▶ _TEXTAUSZUG_:
Bild: Zum Geburtstag wünschte sie sich "Frieden auf Erden und hübsche Kleider…
Erwachsene Vorstellungen über Kinder widerlegen – das war stets auch Astrid
Lindgrens Sache. Zwar mag Joanne K. Rowling weltweit mehr Bücher verkauft
haben als die Schwedin, Lindgren jedoch hat das Bild, das Menschen von
Kindern haben, nachhaltig verändert. Ihre unverwechselbaren Figuren aus 82
Büchern – respektlos, frech und selbstbewusst – prägten und begleiten
Kindheiten weltweit. Ihre Bücher wurden in 90 Sprache übersetzt.
Wie berühmt Lindgren tatsächlich war, macht Kathrin Hahnemann gleich zu
Beginn ihrer Lindgren-Biografie deutlich. Und kontrastiert den Hype um die
Pippi-Langstrumpf-Erfinderin mit deren eigenen Worten: "Was für ein
Aufstand um diesen Menschen Astrid Lindgren!" Klar, dass die im
bescheidenen Småland aufgewachsene Bauerntochter wenig von Glamour hielt.
Als zweites von vier Kindern 1907 geboren, erlebt Astrid Ericsson, wie sie
damals hieß, genau die Idylle, die sie der Kinderliteratur später mit
Büchern wie "Wir Kinder von Bullerbü", "Michel aus Lönneberga" und "Madita"
einschreiben wird.
Die Natur und das endlose Spielen – "wir spielten und spielten, so dass es
das reine Wunder war, dass wir uns nicht totgespielt haben" – sind die
Koordinaten von Astrids Kindheit. Während die Erwachsenen hart arbeiten
müssen, sind die Kinder sich selbst überlassen. Mit vielen Anekdoten macht
Hahnemann Astrids Kindheit erlebbar und verrät, wie tatsächlich Erlebtes in
späteren Büchern seinen Niederschlag findet.
Vielleicht hing Astrid Lindgren ihrer Bauernhofkindheit so sehr nach, weil
sie sie so abrupt verlassen musste. Mit 18 Jahren wird sie ungewollt
schwanger und zieht nach Stockholm, um sich allein durchzuschlagen. Ihren
Sohn bringt sie in Kopenhagen zur Welt, weil man dort den Namen des Vaters
nicht zu nennen braucht.
Bis sie ihr erstes Buch schreibt, vergehen jedoch noch viele Jahre.
Zunächst arbeitet sie als Sekretärin, lernt ihren späteren Mann kennen,
heiratet und bekommt eine Tochter. Später ist sie Hausfrau und Mutter.
Irgendwann schreibt sie die Geschichten über ein Mädchen mit Namen Pippi
Langstrumpf, die sie ihrer Tochter Karin erzählt, auf und die werden – nach
dem zweiten Anlauf – verlegt. Eine Ikone der Kinderliteratur – und des
Feminismus! – ist geboren.

▶ _SCHRIFTLICHE AUFGABE 1_:
Gib aus dem Text über Astrid Lindgren den Abschnitt von „Vielleicht hing Astrid“ bis „noch viele Jahre.“ unverändert wieder.
▶ _SCHRIFTLICHE AUFGABE 2_:
Warum brachte Lindgren laut dem Text über Astrid Lindgren ihren Sohn in Kopenhagen zur Welt?
▶ _SCHRIFTLICHE AUFGABE 3_:
Zähle alle Buchtitel auf, die der Text über Astrid Lindgren in Anführungszeichen nennt.

▶ _DATENAUSZUG_:
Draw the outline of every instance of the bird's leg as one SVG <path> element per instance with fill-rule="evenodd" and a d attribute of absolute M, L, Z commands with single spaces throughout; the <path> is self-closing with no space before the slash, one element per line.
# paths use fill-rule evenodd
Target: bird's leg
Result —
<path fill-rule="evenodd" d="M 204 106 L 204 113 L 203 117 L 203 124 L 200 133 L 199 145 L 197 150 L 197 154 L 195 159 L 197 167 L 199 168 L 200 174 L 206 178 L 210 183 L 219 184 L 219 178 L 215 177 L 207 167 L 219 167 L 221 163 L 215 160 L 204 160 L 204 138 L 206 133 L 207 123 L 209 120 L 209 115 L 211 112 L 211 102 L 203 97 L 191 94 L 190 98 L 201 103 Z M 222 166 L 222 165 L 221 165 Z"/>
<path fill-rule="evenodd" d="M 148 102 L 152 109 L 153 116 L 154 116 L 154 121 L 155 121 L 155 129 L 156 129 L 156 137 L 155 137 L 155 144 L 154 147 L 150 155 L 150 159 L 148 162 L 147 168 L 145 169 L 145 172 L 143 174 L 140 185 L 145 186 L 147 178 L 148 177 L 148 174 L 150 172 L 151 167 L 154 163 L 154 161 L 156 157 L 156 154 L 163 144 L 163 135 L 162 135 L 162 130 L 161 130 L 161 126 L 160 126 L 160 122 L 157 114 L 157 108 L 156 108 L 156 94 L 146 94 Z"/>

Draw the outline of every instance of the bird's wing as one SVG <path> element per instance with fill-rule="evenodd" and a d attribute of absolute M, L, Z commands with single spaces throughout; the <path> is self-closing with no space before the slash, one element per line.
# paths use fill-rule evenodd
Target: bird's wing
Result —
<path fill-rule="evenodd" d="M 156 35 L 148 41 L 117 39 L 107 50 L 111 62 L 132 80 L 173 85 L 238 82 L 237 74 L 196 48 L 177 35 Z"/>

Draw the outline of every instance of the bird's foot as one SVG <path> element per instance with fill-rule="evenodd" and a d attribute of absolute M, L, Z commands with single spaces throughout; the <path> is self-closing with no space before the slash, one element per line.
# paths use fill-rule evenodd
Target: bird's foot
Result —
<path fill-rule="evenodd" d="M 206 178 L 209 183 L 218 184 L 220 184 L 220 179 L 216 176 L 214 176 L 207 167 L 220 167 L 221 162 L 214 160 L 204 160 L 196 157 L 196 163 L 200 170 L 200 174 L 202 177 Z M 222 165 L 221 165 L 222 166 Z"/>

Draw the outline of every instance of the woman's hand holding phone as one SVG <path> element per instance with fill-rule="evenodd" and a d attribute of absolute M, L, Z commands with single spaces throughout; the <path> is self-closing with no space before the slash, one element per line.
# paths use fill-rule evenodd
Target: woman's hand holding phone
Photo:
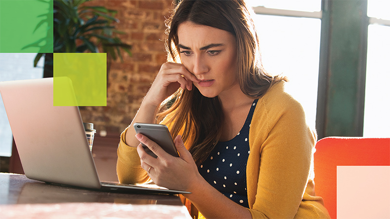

▶ _ERGEBNIS 1_:
Vielleicht hing Astrid Lindgren ihrer Bauernhofkindheit so sehr nach, weil
sie sie so abrupt verlassen musste. Mit 18 Jahren wird sie ungewollt
schwanger und zieht nach Stockholm, um sich allein durchzuschlagen. Ihren
Sohn bringt sie in Kopenhagen zur Welt, weil man dort den Namen des Vaters
nicht zu nennen braucht.
Bis sie ihr erstes Buch schreibt, vergehen jedoch noch viele Jahre.

▶ _ERGEBNIS 2_:
Weil man dort den Namen des Vaters nicht nennen musste.

▶ _ERGEBNIS 3_:
„Wir Kinder von Bullerbü“, „Michel aus Lönneberga“, „Madita“